Below is a block of entries; repeat exactly the lines starting at the line that contains "Target: striped dress" and ending at the line that contains "[[4, 259], [157, 4], [14, 393]]", both included.

___ Records supplied

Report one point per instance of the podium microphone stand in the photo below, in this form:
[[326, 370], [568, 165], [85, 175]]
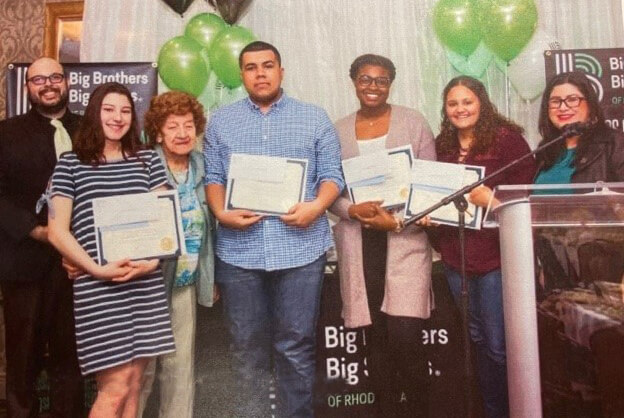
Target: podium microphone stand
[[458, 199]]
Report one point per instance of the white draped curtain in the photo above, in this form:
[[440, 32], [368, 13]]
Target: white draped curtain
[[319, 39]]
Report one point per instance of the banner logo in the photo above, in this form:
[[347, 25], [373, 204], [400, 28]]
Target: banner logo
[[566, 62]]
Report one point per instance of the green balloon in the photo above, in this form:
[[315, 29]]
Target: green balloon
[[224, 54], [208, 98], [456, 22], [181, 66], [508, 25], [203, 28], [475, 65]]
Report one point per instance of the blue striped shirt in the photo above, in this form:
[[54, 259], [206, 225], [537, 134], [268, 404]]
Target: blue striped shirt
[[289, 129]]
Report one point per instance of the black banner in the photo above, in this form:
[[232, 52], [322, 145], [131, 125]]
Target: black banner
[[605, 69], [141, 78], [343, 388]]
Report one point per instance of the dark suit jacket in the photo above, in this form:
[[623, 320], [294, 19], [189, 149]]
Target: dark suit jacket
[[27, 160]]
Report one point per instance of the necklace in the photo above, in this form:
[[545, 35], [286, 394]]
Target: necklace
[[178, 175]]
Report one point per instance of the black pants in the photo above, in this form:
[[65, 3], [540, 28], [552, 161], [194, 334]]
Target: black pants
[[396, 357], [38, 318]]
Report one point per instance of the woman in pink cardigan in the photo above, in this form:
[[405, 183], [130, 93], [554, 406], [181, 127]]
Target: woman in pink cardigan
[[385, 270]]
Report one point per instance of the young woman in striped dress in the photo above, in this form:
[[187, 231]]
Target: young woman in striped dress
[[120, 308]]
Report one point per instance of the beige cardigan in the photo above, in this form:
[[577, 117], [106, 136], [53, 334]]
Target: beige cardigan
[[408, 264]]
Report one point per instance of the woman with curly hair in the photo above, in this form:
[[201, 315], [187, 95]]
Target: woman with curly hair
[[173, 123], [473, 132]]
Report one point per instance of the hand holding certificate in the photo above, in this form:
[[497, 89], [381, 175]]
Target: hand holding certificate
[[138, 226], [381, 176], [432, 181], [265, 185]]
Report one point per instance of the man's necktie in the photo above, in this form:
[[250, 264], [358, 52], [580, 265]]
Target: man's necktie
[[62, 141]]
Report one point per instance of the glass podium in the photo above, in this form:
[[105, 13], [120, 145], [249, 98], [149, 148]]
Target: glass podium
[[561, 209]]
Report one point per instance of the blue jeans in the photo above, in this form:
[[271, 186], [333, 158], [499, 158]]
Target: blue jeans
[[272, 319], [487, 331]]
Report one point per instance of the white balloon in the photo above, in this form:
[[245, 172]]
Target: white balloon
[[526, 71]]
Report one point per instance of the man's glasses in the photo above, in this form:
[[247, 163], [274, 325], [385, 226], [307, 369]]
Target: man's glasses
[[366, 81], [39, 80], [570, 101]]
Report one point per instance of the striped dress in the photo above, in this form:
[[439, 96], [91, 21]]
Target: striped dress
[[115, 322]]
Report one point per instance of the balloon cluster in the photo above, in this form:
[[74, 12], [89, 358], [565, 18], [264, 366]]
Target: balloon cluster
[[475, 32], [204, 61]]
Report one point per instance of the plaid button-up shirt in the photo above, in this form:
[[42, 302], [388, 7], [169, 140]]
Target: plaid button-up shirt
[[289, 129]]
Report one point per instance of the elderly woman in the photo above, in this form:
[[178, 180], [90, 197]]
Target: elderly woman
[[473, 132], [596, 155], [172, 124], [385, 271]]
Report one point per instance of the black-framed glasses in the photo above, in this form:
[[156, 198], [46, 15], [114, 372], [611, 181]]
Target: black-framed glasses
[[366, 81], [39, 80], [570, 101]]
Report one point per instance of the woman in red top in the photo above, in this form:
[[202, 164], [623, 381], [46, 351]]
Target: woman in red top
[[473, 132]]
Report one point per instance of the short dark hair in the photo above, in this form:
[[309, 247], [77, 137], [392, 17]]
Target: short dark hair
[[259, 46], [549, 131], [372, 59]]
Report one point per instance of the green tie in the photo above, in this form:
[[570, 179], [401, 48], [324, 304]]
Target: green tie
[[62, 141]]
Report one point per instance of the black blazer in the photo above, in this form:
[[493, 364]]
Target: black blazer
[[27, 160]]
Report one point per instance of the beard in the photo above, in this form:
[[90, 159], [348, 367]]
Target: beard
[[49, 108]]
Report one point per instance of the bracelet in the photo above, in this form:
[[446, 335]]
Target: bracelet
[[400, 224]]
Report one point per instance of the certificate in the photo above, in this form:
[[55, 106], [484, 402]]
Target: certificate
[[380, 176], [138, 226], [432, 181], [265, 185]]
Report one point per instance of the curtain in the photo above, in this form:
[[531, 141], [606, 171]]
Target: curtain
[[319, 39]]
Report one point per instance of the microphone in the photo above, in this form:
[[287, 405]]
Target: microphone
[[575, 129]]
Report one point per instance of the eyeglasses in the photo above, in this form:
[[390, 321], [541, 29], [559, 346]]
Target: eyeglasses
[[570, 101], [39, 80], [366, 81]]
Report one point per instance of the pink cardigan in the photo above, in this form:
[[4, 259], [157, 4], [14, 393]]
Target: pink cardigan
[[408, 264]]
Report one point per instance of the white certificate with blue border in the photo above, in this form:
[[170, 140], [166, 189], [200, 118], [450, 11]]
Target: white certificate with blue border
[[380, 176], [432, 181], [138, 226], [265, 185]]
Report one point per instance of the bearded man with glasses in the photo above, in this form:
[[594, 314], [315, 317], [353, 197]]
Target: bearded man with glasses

______

Response to the task »
Target: striped dress
[[115, 322]]
Report one point per instance of the balloon cluster in the photo above, in this form:
[[74, 12], [89, 358], [565, 18], [264, 366]]
Target: balloon cluster
[[475, 32], [204, 61]]
Report one point per instance of the plaid button-up shirt in the photo above, in this form:
[[42, 302], [388, 7], [169, 140]]
Target: plaid button-up shirt
[[289, 129]]
Report one point per instance of the elderly woman in the photo above, in this form:
[[178, 180], [90, 197]]
Target: elderly woman
[[473, 132], [596, 155], [172, 124], [385, 271]]
Report one point per instance of the black-framed glasses in the photo above, in this form:
[[156, 198], [46, 15], [114, 372], [611, 181]]
Target: black-framed glasses
[[366, 81], [39, 80], [570, 101]]
Report one point per instance of the woman in red top in the photo above, in this form:
[[202, 164], [623, 381], [46, 351]]
Target: woman in red top
[[473, 132]]
Report one point per instance of the short dark hair in the photo above, in this form:
[[309, 247], [77, 137], [392, 17]]
Target: short dark hair
[[259, 46], [549, 131], [372, 59]]
Report one point per instance of the green tie in the photo above, in this form:
[[570, 179], [401, 48], [324, 304]]
Target: green tie
[[62, 141]]
Report one point per instance of the black blazer in the photo above, in this form:
[[493, 364]]
Target: black blazer
[[27, 160]]
Report one point per instance of the beard in the photo above, in this form:
[[90, 159], [348, 367]]
Target: beard
[[49, 108]]
Report one point per instance of the bracelet in the photo above, in this form:
[[446, 335]]
Target: bracelet
[[400, 224]]
Report one point per instance of the certificate in the photo above, in this form:
[[55, 106], [484, 402]]
Target: certificate
[[380, 176], [138, 226], [432, 181], [265, 185]]
Report one point per instance of the curtain in the photo above, in this form:
[[531, 141], [606, 171]]
Target: curtain
[[319, 39]]
Report one point per instance of the microphone in the photo above, in this form:
[[287, 405]]
Target: microphone
[[575, 129]]
Report one point per instance of the eyeglasses in the photo above, in this form:
[[390, 321], [541, 29], [559, 346]]
Target: eyeglasses
[[570, 101], [39, 80], [366, 81]]
Report one point per instance of the pink cardigan in the photo above, in this form:
[[4, 259], [157, 4], [14, 393]]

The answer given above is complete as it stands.